▶ [Brief]
Keep only the lines that hold the string "phrase", filtering out the rest of the entries below.

[Referring expression pointing data]

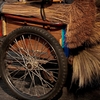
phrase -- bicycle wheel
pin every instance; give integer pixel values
(33, 64)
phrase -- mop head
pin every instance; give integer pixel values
(84, 31)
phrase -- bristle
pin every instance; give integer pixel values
(86, 66)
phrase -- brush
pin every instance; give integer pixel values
(84, 32)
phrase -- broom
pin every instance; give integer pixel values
(83, 39)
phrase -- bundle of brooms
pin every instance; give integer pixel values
(82, 36)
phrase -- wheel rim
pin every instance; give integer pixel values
(31, 66)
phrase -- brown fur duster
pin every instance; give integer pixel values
(83, 31)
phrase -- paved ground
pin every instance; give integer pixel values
(76, 94)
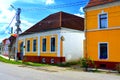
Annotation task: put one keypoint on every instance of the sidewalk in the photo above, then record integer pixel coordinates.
(6, 57)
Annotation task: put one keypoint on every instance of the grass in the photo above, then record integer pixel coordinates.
(20, 62)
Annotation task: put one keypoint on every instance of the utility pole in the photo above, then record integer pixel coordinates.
(17, 24)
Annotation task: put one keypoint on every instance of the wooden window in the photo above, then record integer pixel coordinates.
(52, 44)
(44, 45)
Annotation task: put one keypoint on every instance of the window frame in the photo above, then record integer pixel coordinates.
(34, 46)
(27, 46)
(99, 20)
(42, 45)
(100, 53)
(51, 45)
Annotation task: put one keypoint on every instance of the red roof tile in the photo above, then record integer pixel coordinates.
(56, 21)
(98, 2)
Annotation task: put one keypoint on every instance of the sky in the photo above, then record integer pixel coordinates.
(33, 11)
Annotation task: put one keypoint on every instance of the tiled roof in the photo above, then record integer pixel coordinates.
(99, 2)
(56, 21)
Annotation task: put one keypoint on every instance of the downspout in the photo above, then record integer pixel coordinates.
(85, 31)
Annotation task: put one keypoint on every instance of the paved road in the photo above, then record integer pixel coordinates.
(14, 72)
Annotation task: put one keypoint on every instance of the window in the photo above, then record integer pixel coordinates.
(103, 21)
(28, 45)
(52, 44)
(34, 45)
(44, 45)
(103, 51)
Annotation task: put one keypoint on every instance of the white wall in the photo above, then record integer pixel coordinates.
(73, 44)
(51, 32)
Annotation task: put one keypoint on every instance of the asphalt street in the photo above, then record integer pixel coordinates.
(16, 72)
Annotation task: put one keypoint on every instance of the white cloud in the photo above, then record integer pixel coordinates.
(6, 16)
(48, 2)
(80, 15)
(81, 9)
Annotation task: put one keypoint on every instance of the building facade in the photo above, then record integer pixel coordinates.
(102, 26)
(57, 38)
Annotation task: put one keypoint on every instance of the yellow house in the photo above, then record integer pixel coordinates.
(102, 26)
(57, 38)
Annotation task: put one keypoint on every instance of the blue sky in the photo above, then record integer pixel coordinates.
(33, 11)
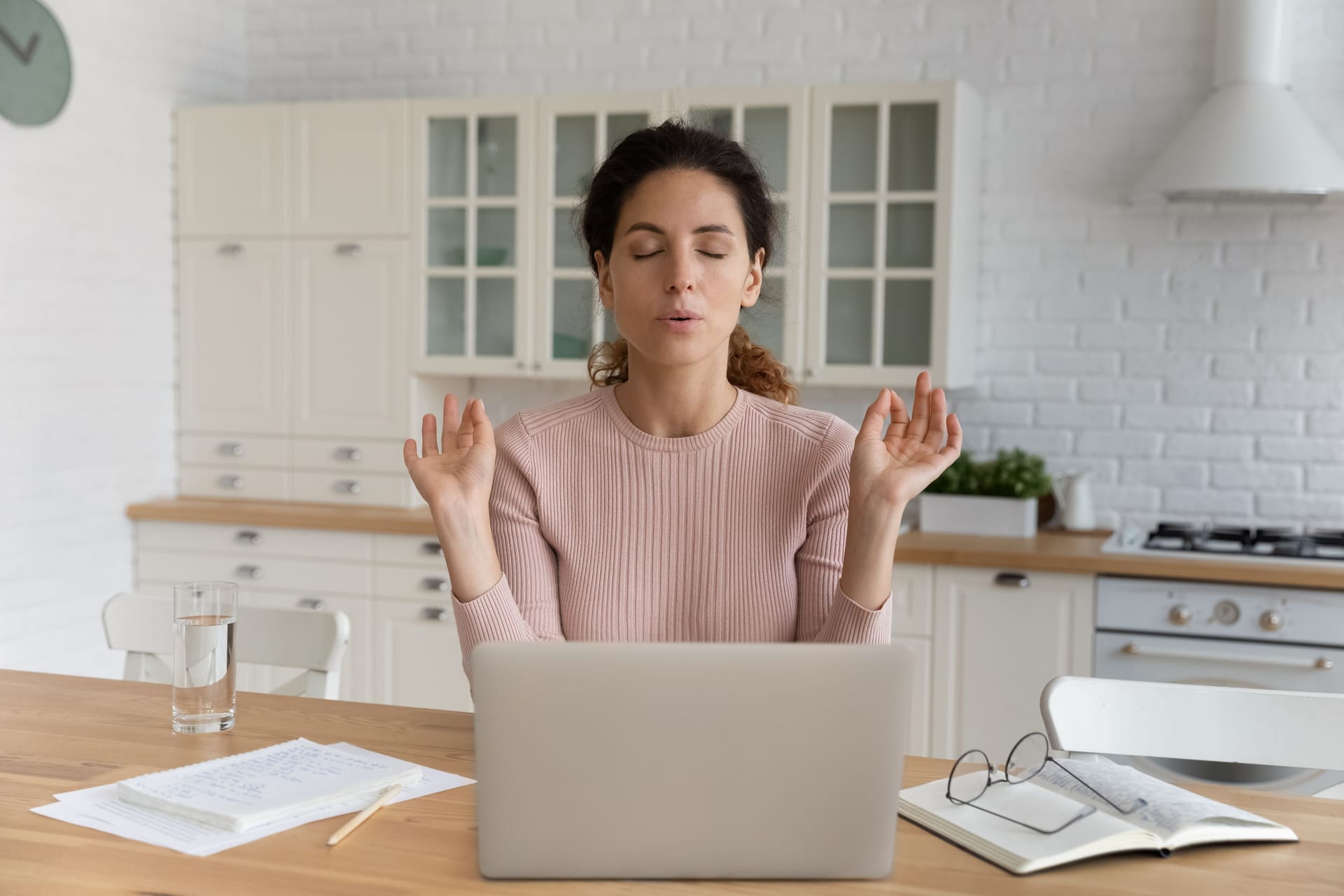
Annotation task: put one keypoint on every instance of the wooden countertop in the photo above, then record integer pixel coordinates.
(61, 732)
(1044, 552)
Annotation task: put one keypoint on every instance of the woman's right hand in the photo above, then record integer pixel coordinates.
(458, 477)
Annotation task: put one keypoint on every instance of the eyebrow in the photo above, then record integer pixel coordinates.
(655, 229)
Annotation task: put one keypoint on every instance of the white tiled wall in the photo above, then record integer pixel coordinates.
(86, 315)
(1191, 358)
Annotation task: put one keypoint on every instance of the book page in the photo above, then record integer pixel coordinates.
(1170, 808)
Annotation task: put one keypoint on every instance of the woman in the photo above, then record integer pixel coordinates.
(687, 498)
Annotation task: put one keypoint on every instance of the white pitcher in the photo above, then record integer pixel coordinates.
(1073, 492)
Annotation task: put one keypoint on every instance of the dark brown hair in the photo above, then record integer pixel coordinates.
(673, 146)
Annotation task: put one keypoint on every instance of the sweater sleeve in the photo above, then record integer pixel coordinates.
(825, 613)
(524, 603)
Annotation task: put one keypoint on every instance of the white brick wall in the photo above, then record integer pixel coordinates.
(86, 316)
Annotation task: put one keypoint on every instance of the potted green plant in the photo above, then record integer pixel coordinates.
(990, 498)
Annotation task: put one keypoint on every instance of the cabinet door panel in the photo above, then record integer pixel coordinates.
(419, 660)
(350, 337)
(351, 168)
(995, 649)
(234, 336)
(233, 171)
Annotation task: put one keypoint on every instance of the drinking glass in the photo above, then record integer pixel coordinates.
(203, 615)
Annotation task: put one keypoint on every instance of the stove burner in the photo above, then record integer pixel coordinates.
(1280, 542)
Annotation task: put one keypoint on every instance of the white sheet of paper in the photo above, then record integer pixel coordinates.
(100, 809)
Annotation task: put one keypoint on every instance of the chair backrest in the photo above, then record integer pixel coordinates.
(312, 641)
(1195, 722)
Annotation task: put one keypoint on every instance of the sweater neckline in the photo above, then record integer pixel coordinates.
(638, 437)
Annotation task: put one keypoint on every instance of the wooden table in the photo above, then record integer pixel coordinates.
(61, 732)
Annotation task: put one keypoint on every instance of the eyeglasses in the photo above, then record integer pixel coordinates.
(1026, 761)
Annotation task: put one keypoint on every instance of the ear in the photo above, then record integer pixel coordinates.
(756, 279)
(604, 280)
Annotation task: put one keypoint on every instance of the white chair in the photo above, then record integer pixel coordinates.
(312, 641)
(1291, 729)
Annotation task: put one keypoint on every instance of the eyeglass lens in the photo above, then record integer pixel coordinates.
(969, 777)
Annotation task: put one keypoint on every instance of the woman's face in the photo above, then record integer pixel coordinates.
(679, 251)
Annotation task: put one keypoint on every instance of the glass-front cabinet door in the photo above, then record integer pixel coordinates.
(892, 234)
(772, 124)
(472, 175)
(575, 134)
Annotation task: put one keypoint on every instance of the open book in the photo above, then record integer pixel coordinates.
(1172, 818)
(251, 789)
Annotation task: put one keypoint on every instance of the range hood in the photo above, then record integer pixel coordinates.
(1250, 141)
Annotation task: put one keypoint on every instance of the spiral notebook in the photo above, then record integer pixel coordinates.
(245, 790)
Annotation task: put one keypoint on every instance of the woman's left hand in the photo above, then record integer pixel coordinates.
(888, 472)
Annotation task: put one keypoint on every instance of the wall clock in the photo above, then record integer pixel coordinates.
(35, 71)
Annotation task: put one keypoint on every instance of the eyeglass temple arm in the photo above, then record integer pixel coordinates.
(1139, 801)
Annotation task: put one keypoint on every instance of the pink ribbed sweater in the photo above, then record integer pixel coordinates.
(605, 532)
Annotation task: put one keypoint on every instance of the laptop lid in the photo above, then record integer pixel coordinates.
(682, 761)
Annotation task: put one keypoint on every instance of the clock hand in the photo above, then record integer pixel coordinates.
(26, 54)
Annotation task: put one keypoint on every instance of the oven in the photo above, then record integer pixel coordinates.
(1222, 634)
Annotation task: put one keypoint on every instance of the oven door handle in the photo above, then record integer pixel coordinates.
(1320, 663)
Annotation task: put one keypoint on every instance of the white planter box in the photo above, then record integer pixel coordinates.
(977, 514)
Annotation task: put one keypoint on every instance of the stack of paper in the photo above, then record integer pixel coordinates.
(100, 808)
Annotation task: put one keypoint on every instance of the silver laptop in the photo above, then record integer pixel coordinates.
(676, 761)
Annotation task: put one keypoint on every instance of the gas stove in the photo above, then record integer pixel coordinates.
(1231, 542)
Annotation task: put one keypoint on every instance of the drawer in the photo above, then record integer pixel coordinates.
(252, 574)
(356, 488)
(413, 583)
(409, 550)
(349, 456)
(234, 482)
(252, 540)
(233, 450)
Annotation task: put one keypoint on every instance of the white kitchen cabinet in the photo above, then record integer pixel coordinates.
(999, 637)
(351, 374)
(772, 122)
(233, 171)
(419, 660)
(350, 171)
(892, 234)
(472, 164)
(233, 335)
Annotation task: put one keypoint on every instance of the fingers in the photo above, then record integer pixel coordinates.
(920, 414)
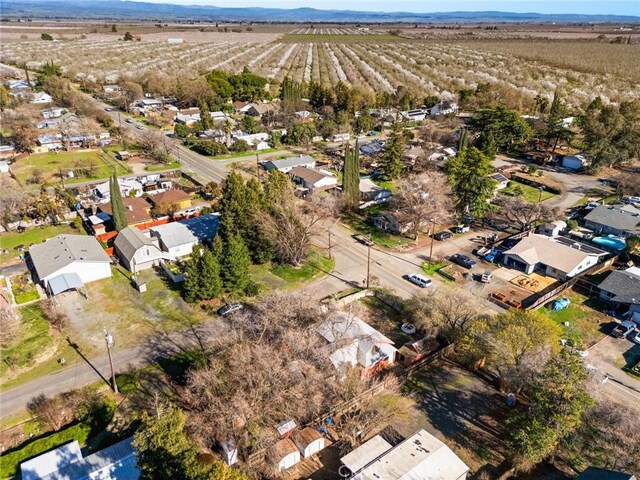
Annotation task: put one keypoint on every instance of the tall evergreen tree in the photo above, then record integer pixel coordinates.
(211, 283)
(392, 157)
(117, 205)
(351, 175)
(205, 116)
(235, 265)
(468, 174)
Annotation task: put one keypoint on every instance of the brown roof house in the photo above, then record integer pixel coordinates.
(171, 200)
(136, 210)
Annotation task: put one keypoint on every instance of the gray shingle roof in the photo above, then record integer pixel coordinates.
(624, 285)
(625, 218)
(129, 240)
(63, 250)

▶ [Final answer]
phrase -- bicycle wheel
phrase -- mop head
phrase -- bristle
phrase -- brush
phrase -- broom
phrase -- bundle of brooms
phrase -- wheel rim
phrase -- brown fur duster
phrase -- paved ground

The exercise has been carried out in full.